Provided passage
★ ★ ★ ★
1. Wake up, tired and bedraggled, but determined to get some writing done today.

2. Play with baby, feed baby, change baby. When baby starts to get sleepy, sing and rock her until she finally drifts off. The little baby snores are a sure indicator she is out.

3. Place baby down and stare at her as she stirs briefly then goes back to sleep.

4. Boot up the laptop and open a word processing document, whichever project you decide to work on, though you don't remember what you had decided to work on the day before as you're exhaustion makes sure your short-term memory is so shot, you forget a thought from one second to the next.

5. Place fingers to keys in preparation to write.

6. Baby wakes up, screaming at the top of her lungs, as if she's affronted you even thought of writing. After all, you should be staring at her every second, even when she's asleep.

7. Pick up baby, calm baby, and get baby to drift back off to sleep.

8. This time, leave baby on your chest and get comfortable on the couch or bed, stretching your legs out. Carefully pull the laptop onto your lap without disturbing baby. It may be a bit uncomfortable to type around baby, but you will get some writing done today.

9. Prepare to write again.

10. Baby wiggles in her sleep and slips down, her butt smashing into the keys of the laptop. Maybe she just wants to help you write, but doesn't realize she needs to use her fingers, not her butt.

11. Adjust baby and pat her back until her squirming stops.

12. Take a deep breath. Now you can write.

13. Baby wiggles again. This time you hear the tell-tale pffffffft of a diaper filling.

14. Put the laptop down. Change the diaper.

15. Baby is now wide awake, smiling and cooing at you while you fasten her clean diaper on her.

16. Repeat steps 2 through 15, forgetting that you need to eat as well, until your husband gets home from work.
★ ★ ★ ★
Data for this exercise
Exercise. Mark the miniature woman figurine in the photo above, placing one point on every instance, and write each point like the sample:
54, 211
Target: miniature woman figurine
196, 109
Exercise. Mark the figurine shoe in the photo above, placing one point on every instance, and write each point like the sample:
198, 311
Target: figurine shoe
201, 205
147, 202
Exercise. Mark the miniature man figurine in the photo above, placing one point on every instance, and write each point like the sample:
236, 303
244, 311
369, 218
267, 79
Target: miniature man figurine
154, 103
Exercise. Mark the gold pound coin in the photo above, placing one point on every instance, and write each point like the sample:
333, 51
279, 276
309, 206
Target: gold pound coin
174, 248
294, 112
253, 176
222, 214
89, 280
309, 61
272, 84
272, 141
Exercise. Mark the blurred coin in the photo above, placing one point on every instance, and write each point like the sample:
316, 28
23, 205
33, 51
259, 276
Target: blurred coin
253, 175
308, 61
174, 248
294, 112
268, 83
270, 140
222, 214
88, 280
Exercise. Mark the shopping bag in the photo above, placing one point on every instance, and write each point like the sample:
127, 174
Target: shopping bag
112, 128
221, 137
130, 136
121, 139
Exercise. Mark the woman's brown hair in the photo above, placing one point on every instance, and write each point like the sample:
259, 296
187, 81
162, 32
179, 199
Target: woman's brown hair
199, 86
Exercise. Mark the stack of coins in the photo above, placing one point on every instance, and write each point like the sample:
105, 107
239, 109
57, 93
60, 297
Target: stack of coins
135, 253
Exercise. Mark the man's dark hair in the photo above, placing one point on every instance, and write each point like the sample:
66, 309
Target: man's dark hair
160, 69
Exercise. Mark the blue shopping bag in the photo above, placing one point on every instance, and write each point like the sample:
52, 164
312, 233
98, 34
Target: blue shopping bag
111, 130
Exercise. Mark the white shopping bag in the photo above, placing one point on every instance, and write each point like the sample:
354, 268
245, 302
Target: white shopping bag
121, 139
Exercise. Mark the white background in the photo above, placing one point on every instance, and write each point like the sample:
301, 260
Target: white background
★ ★ ★ ★
Problem set
**A)** Summarize the baby-and-writing list in two sentences.
**B)** Reproduce the entries verbatim, everything from the line that contains "Exercise. Mark the figurine" down to the end of the entries, with both ends included.

Full answers
**A)** In numbered steps, the reader wakes up tired but determined to write, gets a baby to sleep, and opens the laptop, only for the baby to wake up screaming. Later attempts with the baby on the reader's chest fail when she slips onto the keys and then fills her diaper, and the last step says to repeat steps 2 through 15, forgetting to eat, until the husband gets home from work.

**B)**
Exercise. Mark the figurine shoe in the photo above, placing one point on every instance, and write each point like the sample:
198, 311
Target: figurine shoe
201, 205
147, 202
Exercise. Mark the miniature man figurine in the photo above, placing one point on every instance, and write each point like the sample:
236, 303
244, 311
369, 218
267, 79
Target: miniature man figurine
154, 103
Exercise. Mark the gold pound coin in the photo above, placing one point on every instance, and write each point like the sample:
333, 51
279, 276
309, 206
Target: gold pound coin
174, 248
294, 112
253, 176
222, 214
89, 280
309, 61
272, 84
272, 141
Exercise. Mark the blurred coin in the photo above, placing one point on every instance, and write each point like the sample:
316, 28
23, 205
33, 51
259, 276
Target: blurred coin
253, 175
308, 61
174, 248
294, 112
268, 83
270, 140
222, 214
88, 280
Exercise. Mark the shopping bag in the photo above, placing one point on every instance, and write each point like the sample:
127, 174
Target: shopping bag
112, 128
221, 137
130, 136
121, 139
Exercise. Mark the woman's brown hair in the photo above, placing one point on every instance, and write each point like the sample:
259, 296
187, 81
162, 32
179, 199
Target: woman's brown hair
199, 86
Exercise. Mark the stack of coins in the photo above, placing one point on every instance, and write each point like the sample:
105, 107
239, 109
57, 93
60, 297
Target: stack of coins
135, 253
Exercise. Mark the man's dark hair in the photo above, placing one point on every instance, and write each point like the sample:
66, 309
Target: man's dark hair
160, 69
Exercise. Mark the blue shopping bag in the photo above, placing one point on every instance, and write each point like the sample:
52, 164
312, 233
98, 34
Target: blue shopping bag
111, 130
Exercise. Mark the white shopping bag in the photo above, placing one point on every instance, and write each point like the sample:
354, 268
245, 302
Target: white shopping bag
121, 139
Exercise. Mark the white background in the photo above, placing one point on every instance, and write each point like the sample:
301, 260
Target: white background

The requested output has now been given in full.